* **Exercise goal**
Look for "thin" in the listing below. Gather each line that contains it.
= = =
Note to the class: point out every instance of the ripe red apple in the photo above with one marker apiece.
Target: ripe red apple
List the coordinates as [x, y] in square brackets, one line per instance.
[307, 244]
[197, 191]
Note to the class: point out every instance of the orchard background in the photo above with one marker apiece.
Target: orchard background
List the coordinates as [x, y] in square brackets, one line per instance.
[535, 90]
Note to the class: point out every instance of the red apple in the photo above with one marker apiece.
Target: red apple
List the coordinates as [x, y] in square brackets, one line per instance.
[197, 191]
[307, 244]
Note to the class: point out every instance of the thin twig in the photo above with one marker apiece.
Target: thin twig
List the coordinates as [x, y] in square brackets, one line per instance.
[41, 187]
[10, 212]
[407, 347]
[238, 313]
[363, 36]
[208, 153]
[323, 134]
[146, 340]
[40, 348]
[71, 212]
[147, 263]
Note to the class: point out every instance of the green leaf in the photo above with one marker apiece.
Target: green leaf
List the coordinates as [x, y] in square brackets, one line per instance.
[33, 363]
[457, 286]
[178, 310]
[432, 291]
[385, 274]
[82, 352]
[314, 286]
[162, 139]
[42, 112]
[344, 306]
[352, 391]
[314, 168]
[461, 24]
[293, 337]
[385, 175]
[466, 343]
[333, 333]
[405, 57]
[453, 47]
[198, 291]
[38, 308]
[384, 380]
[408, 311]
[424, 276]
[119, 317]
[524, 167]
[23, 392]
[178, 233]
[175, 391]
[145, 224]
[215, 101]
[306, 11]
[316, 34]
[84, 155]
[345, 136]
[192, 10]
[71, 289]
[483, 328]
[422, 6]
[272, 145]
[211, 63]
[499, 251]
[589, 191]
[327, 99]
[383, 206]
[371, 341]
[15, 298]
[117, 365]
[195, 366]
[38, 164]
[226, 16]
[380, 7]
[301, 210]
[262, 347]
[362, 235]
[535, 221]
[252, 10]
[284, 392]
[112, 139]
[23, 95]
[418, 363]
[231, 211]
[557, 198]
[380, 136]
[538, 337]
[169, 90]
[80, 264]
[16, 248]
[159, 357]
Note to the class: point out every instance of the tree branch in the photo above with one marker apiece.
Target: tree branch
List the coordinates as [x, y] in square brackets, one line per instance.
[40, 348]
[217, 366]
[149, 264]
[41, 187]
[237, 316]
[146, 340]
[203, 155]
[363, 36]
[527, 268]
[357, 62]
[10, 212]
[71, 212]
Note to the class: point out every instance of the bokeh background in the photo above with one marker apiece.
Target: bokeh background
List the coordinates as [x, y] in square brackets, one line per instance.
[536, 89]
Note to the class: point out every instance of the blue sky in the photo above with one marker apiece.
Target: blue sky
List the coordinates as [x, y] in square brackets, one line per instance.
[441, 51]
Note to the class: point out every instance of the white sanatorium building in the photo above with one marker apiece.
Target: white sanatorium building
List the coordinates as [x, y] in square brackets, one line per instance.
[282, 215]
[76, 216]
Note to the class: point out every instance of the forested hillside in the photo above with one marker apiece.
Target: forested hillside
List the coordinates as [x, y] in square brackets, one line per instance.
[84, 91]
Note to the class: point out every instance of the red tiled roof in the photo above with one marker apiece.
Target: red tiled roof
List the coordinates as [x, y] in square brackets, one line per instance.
= = =
* **Result of this exercise**
Note to the class: point out every instance of the thin twig in the photo above with one marker apiece.
Target: thin twig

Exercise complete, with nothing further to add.